*** Given text
Just as we all know, air pollution happens everywhere nowadays. According to a recent report released by the World Health Organization, outdoor air pollution is now becoming a leading environmental cause of cancer deaths. People have become increasingly concerned with the quality of the air. In Beijing, many foreign expats choose to leave simply because of the continuous, severe smog.
When the level of outdoor air pollution is high, people tend to stay at home. But a study conducted by the US Environmental Protection Agency has shown that indoor air is often two to five times more polluted than the air outside, if not more. When you combine this with the fact that average people spend about 90% of their time indoors, it becomes very important for people to realize the risk of any indoor air pollutant, and take certain measures to deal with them.
Common Indoor Air Pollutants
Generally, there are two main types of pollutants: particulates and gaseous pollutants. Particulates are dust, pollen, animal dander, tobacco smoke, and tiny organisms like dust mites, mold or bacteria. The best way to fight against particulates is to remove the source, that is, by vacuuming your home regularly, washing your bedding at least once a week, and similar actions.
But gaseous pollutants are on a large scale and unavoidable. Most come from combustion processes. For example, cooking or smoking, but sometimes your house itself produces gaseous pollutants: building materials, furnishings or paints. In this case, you will not be able to remove the source, so ventilating your home with fresh outdoor air might be your best choice.
However, when these two measures are insufficient – you cannot cook outside, and sometimes the “fresh” air outside is not clean at all – buying an air cleaner will be useful. Air cleaners are devices that are designed to remove pollutants from indoor air. There are many types of air cleaners available on the market, and here I will provide some information on different types and how they work.
******
*** Record excerpts
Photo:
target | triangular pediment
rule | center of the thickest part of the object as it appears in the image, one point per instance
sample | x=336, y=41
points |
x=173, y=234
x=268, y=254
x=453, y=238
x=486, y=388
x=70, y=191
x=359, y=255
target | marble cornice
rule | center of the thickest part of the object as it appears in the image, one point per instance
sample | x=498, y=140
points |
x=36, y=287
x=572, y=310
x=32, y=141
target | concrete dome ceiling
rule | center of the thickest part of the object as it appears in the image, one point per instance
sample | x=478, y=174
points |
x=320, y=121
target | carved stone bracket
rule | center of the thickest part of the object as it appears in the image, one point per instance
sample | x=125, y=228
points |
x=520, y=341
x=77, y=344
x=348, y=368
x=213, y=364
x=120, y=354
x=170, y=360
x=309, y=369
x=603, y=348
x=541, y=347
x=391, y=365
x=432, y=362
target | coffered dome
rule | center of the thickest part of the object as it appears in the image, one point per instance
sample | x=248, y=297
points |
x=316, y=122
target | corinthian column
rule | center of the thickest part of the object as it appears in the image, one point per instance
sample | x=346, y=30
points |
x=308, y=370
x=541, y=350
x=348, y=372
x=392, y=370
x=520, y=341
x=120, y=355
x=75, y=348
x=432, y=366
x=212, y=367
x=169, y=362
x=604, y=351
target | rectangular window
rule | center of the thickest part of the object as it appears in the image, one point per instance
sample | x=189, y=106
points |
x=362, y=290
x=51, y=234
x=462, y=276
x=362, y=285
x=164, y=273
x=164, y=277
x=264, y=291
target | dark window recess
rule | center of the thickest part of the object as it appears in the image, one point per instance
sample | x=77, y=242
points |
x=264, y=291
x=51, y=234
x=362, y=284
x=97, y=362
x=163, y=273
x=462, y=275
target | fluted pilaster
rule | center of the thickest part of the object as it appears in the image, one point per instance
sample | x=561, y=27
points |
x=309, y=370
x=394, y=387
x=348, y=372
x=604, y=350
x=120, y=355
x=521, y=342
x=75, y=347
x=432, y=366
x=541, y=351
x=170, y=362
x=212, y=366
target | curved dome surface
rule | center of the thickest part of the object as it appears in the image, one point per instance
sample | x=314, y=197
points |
******
| Task description |
Reproduce the passage of the indoor air pollution text from "Common Indoor Air" up to and including "your best choice.", word for word. The material that comes before this point plays no part in the work here.

| Answer to this problem |
Common Indoor Air Pollutants
Generally, there are two main types of pollutants: particulates and gaseous pollutants. Particulates are dust, pollen, animal dander, tobacco smoke, and tiny organisms like dust mites, mold or bacteria. The best way to fight against particulates is to remove the source, that is, by vacuuming your home regularly, washing your bedding at least once a week, and similar actions.
But gaseous pollutants are on a large scale and unavoidable. Most come from combustion processes. For example, cooking or smoking, but sometimes your house itself produces gaseous pollutants: building materials, furnishings or paints. In this case, you will not be able to remove the source, so ventilating your home with fresh outdoor air might be your best choice.